#### [Prompt]
In the entries that follow, which lines hold the string "this"? List them.

#### [Supplied information]
---+---
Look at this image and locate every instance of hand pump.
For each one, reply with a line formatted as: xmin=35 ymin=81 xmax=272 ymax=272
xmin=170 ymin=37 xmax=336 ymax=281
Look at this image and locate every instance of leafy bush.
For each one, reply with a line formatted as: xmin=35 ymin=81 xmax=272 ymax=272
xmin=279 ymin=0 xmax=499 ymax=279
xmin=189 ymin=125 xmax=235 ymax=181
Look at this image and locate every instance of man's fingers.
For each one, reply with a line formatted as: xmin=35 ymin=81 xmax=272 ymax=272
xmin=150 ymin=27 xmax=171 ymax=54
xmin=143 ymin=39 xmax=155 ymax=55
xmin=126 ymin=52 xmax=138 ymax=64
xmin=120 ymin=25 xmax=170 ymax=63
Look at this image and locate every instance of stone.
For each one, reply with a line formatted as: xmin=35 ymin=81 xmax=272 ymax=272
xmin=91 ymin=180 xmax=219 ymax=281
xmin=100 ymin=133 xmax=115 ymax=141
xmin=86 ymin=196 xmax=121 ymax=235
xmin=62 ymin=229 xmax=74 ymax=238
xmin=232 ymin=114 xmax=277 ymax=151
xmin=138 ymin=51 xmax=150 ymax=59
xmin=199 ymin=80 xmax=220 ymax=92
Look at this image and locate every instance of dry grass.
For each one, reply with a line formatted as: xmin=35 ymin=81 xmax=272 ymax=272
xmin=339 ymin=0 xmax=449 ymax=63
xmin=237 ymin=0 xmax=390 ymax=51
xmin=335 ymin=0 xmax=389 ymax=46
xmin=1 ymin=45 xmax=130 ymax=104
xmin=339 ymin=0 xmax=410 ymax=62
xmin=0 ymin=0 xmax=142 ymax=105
---+---
#### [Reply]
Look at this image and locate every instance of hand pump.
Look at this image and locate every instance of leafy bush.
Look at this image and locate every instance of man's fingers.
Look at this image and locate every instance of stone.
Look at this image and locate every instance of dry grass.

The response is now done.